PROBLEM TO SOLVE: Once the line with "shaped like [1008,142]." is found in the entries below, print it and each following line exactly, stopping after the line with "shaped like [355,714]."; print nothing else.

────────────────────────────────────────

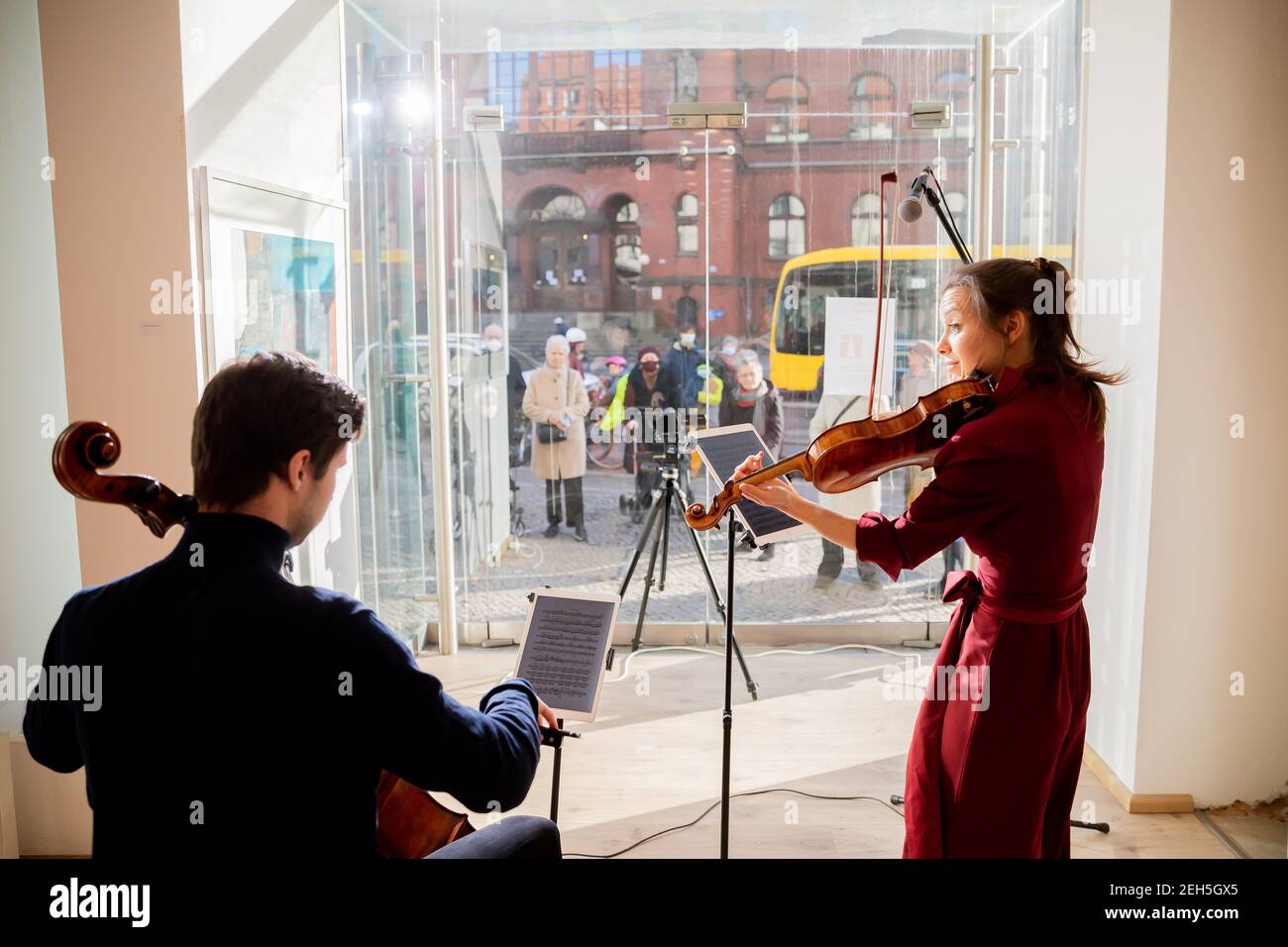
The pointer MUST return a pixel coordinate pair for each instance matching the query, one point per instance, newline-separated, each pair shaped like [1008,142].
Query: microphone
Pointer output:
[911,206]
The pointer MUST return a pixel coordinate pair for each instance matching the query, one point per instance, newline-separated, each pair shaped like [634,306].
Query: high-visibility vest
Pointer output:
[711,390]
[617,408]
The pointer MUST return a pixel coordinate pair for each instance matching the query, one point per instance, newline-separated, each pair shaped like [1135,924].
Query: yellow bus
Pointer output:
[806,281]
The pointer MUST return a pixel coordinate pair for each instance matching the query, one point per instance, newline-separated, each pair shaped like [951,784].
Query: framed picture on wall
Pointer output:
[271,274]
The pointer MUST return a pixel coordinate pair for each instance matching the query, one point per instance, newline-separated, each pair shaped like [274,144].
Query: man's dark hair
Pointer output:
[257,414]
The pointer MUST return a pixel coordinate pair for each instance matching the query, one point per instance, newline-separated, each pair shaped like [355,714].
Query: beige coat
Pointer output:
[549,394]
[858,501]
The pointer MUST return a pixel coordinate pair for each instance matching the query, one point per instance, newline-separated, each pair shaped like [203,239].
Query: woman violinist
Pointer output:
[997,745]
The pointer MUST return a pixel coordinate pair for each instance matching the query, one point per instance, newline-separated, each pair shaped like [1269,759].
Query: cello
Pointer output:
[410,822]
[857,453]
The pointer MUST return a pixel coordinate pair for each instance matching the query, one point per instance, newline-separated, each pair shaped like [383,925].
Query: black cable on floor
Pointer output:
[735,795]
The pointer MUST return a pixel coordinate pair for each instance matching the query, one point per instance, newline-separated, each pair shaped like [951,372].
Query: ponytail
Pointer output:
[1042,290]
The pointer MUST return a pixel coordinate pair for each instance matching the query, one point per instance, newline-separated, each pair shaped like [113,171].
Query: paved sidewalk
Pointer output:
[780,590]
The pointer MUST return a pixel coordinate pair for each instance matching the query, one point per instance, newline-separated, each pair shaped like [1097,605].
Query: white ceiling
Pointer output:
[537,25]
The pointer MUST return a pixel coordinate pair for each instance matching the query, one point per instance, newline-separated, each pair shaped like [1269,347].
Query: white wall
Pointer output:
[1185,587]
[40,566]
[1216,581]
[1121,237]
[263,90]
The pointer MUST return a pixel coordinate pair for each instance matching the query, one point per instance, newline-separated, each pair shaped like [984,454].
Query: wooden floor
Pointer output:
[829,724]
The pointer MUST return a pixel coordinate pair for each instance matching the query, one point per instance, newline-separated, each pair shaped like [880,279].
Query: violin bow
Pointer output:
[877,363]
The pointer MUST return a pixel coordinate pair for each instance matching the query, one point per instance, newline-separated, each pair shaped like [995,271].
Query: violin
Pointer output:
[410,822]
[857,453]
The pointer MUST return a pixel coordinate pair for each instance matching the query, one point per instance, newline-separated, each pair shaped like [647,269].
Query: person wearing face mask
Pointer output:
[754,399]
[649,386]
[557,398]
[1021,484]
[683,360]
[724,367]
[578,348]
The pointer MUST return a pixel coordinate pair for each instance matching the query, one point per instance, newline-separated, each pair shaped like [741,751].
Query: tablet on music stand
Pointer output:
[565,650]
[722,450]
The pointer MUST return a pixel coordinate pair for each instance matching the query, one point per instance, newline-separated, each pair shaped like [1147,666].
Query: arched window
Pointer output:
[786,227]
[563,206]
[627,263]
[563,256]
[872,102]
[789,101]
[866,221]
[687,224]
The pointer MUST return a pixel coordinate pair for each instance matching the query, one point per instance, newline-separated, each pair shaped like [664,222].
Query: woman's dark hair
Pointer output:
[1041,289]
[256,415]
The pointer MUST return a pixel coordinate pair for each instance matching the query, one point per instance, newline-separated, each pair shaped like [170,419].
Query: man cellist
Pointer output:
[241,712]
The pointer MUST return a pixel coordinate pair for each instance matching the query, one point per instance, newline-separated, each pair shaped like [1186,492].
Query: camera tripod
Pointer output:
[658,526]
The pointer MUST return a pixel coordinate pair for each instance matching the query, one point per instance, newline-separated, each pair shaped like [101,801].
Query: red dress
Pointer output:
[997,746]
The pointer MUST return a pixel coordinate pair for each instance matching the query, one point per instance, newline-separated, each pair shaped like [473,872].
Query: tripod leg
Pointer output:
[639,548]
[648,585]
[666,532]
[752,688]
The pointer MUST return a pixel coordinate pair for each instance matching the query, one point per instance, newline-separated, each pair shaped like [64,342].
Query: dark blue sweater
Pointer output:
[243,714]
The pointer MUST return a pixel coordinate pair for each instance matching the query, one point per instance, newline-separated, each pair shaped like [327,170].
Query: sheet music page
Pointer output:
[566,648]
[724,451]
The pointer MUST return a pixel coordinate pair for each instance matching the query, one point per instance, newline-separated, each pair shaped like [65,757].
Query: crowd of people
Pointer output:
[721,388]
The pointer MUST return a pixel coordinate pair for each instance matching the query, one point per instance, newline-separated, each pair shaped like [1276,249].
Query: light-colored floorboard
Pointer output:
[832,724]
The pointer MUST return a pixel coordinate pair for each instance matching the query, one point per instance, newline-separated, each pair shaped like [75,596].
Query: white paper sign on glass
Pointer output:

────────────────────────────────────────

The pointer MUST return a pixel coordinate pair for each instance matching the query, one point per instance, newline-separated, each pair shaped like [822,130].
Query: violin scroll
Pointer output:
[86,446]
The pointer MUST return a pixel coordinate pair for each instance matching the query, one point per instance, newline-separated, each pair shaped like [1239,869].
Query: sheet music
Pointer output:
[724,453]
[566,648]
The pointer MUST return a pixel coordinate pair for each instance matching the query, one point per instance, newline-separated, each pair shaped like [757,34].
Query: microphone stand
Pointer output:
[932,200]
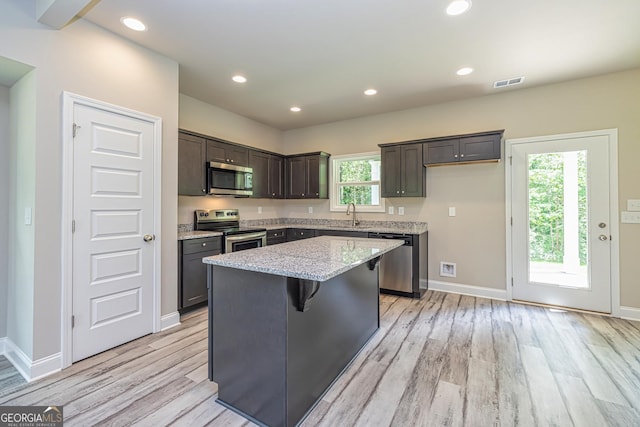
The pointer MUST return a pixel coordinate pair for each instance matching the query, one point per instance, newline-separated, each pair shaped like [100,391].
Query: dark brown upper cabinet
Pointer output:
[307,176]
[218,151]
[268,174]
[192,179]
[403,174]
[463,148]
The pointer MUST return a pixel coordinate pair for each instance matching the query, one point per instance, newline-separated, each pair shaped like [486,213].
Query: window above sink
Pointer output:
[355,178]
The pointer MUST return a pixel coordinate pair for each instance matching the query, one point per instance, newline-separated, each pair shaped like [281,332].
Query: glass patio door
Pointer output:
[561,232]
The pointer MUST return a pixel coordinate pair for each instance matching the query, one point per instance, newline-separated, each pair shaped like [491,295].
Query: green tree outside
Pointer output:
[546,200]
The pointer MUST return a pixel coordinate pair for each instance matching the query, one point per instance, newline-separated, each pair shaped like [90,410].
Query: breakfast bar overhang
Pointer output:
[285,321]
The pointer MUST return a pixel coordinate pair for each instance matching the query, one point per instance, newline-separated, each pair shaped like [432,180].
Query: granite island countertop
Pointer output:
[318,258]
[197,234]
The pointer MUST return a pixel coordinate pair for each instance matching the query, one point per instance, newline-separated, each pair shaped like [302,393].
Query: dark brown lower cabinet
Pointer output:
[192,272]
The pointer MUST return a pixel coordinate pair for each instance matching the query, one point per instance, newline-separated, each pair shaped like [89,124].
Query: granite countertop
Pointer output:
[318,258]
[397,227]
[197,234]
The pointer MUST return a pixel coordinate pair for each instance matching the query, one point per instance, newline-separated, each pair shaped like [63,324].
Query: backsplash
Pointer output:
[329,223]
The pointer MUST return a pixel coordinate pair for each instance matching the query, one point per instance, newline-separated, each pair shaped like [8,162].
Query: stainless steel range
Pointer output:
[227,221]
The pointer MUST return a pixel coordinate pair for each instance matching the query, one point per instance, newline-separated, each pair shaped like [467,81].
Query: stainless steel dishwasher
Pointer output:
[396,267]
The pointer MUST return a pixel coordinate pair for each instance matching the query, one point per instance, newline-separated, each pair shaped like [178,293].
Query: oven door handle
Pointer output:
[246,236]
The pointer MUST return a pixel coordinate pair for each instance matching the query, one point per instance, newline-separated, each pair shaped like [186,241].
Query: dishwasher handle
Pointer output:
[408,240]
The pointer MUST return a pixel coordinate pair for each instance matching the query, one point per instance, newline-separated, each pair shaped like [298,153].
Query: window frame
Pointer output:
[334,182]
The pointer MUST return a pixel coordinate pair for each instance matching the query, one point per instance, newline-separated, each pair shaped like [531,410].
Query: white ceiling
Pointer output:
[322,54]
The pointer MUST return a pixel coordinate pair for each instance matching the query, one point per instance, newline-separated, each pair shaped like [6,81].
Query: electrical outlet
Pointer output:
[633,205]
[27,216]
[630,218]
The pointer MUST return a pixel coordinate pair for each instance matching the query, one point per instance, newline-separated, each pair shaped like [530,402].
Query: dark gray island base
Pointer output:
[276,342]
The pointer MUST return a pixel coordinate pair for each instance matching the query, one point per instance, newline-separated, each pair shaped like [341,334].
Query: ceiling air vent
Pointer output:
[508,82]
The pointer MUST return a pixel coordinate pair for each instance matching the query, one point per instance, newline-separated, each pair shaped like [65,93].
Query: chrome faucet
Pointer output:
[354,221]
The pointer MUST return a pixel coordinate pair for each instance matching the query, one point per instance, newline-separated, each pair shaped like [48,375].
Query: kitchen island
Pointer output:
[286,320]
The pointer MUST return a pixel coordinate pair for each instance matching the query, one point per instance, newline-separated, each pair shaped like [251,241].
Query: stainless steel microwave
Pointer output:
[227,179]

────────────────────────────────────────

EXERCISE ANSWER:
The pointer MUST return a pixel coordinate pair for each instance matching the query, one point per instance, newline-separated, each pair shaped like [1008,142].
Query: microphone
Pointer output:
[911,206]
The pointer MUST return a pixel coordinate pair for each instance matching the query, one point per instance, newline-separated, each pair shaped like [634,306].
Query: high-visibility vest
Pointer output:
[711,390]
[617,408]
The pointer MUST return a pixel coordinate pair for each instance matching the query, one point per instance, newline-separated, each pair shaped like [1135,924].
Query: yellow bus
Pointer output:
[806,281]
The pointer MUST return a pixel coordinate pair for each instance matching the query, one point per instance, newline-separated, each pair shaped like [951,784].
Query: framed picture on wall
Pointer output:
[271,274]
The pointer MUST return a pixel coordinate pair for each instance matching the query, one point per instance, newline-separated, each pair shaped like [274,144].
Query: man's dark hair
Pointer output:
[257,414]
The pointer MUST return a pixel coordinate pair for each instance matching the query, one point per instance, newline-separated, each pair shaped like [355,714].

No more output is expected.